# [REQUIREMENT]
Print verbatim the lines of the entries below, starting with the line that contains "roof of car?" and going on through the line that contains "MULTIPOLYGON (((88 42, 96", and leave the pictures out of your answer.

__________

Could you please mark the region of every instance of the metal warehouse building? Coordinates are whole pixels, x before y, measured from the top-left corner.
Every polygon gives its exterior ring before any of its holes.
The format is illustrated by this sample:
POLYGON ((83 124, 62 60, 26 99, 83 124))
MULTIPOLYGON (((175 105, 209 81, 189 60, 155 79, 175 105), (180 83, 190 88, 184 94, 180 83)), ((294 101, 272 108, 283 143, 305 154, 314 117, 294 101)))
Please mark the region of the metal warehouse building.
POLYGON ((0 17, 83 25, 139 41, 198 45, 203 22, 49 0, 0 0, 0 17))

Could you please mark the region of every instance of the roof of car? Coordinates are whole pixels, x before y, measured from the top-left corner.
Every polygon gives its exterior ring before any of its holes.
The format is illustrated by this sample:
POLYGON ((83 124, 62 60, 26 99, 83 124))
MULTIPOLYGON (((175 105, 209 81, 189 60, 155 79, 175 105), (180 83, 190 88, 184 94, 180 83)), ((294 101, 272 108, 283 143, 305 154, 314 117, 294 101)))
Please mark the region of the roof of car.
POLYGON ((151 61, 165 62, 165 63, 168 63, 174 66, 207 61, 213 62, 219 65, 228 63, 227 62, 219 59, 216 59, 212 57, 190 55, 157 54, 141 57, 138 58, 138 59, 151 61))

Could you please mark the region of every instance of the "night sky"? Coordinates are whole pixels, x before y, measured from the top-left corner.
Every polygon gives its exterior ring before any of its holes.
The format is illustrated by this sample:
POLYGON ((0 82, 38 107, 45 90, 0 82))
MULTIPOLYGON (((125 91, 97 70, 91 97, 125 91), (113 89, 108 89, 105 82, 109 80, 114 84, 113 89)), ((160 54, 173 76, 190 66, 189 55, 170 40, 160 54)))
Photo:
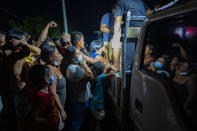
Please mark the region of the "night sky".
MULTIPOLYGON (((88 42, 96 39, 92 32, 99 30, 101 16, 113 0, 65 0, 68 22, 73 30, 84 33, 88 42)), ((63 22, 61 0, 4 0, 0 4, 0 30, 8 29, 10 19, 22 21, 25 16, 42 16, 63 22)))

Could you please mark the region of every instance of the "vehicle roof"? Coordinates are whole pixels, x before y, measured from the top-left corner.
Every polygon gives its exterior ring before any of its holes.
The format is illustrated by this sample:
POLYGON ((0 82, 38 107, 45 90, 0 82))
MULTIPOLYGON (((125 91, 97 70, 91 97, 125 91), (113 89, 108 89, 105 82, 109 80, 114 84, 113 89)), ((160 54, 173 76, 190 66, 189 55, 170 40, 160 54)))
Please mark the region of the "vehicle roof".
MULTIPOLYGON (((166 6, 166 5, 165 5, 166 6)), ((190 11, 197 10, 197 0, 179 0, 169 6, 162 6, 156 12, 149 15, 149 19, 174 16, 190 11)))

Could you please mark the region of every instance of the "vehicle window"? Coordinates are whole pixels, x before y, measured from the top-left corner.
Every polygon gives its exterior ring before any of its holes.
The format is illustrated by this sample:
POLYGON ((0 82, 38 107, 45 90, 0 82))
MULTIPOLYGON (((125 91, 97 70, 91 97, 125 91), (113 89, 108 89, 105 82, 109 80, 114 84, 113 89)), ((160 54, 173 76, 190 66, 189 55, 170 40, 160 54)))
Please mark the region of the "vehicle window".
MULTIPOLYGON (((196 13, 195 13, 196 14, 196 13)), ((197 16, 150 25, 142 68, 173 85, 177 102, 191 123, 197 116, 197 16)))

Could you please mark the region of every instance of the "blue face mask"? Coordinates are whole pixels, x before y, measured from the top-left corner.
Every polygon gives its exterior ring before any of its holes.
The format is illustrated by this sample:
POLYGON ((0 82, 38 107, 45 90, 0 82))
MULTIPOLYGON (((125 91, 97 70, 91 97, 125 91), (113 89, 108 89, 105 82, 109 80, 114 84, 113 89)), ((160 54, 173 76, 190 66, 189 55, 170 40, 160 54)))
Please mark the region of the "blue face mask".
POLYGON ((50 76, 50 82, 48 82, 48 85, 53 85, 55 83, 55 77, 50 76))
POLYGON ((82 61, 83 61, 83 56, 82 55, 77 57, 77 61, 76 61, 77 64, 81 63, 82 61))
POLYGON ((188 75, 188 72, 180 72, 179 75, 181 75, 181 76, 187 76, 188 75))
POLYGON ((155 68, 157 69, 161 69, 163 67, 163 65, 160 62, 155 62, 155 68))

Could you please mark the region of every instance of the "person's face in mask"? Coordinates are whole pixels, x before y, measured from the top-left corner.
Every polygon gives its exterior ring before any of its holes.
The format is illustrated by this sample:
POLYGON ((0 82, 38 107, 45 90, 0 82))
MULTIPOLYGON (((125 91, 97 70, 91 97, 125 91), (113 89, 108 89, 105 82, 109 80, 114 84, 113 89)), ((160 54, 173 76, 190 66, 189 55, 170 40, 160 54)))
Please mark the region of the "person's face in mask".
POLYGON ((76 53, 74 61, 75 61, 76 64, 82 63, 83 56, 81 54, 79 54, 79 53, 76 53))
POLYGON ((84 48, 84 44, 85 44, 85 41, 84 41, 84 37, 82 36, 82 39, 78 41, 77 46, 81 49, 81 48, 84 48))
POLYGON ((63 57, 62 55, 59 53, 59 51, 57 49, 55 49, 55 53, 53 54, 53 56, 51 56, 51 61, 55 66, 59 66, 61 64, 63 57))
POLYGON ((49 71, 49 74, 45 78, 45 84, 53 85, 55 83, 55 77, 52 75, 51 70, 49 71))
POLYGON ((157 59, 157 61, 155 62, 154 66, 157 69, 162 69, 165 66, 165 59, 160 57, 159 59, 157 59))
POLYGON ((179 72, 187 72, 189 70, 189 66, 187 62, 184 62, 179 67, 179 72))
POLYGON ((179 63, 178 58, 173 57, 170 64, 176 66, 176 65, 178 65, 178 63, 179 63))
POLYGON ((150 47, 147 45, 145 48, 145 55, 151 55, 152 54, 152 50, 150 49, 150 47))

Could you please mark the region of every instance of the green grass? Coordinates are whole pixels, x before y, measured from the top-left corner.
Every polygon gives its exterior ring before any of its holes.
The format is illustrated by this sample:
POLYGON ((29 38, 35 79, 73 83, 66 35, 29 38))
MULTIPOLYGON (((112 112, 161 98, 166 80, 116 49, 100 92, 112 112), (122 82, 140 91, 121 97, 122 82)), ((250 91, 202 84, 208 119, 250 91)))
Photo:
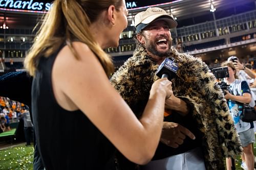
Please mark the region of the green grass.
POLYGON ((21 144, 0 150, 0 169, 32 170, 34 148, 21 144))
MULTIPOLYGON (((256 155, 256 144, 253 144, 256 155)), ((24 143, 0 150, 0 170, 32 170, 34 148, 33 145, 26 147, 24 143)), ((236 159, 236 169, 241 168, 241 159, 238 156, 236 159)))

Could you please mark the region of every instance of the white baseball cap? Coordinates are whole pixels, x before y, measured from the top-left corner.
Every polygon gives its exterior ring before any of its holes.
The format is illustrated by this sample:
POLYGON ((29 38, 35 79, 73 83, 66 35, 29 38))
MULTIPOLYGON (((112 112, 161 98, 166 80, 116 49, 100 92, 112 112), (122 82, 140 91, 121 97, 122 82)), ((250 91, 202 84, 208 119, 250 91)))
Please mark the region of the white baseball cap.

__________

# [ANSWER]
Could you please mark the region of every instance of the roof of car? Coordinates are whole pixels, x before y, measured from the top-left corner.
Every polygon gives its exterior ring before any of its holes.
The format is illustrated by this sample:
POLYGON ((83 124, 62 60, 26 99, 83 124))
MULTIPOLYGON (((175 105, 209 81, 189 60, 155 79, 175 105), (180 83, 190 88, 184 94, 180 83)), ((294 101, 272 108, 283 143, 305 154, 314 117, 294 101)))
Please mark the region of the roof of car.
POLYGON ((151 61, 165 62, 165 63, 168 63, 174 66, 207 61, 213 62, 219 65, 228 63, 227 62, 219 59, 216 59, 212 57, 190 55, 157 54, 141 57, 138 58, 138 59, 151 61))

Could you please mark the region of every instance of the "night sky"? Coordinates are whole pixels, x before y, measured from the top-left corner.
Every polygon gives its exterior ring before any of its holes.
The format is illustrated by this sample:
POLYGON ((0 82, 38 107, 45 90, 0 82))
MULTIPOLYGON (((125 91, 97 70, 91 97, 125 91), (113 89, 108 89, 105 82, 109 80, 114 84, 113 89)), ((160 54, 173 76, 190 66, 189 55, 170 40, 160 54)))
Photo:
Please mark the region of the "night sky".
MULTIPOLYGON (((88 42, 96 39, 92 32, 99 30, 101 16, 113 0, 65 0, 68 22, 73 30, 84 33, 88 42)), ((63 22, 61 0, 4 0, 0 4, 0 30, 8 29, 10 19, 22 21, 25 16, 42 16, 63 22)))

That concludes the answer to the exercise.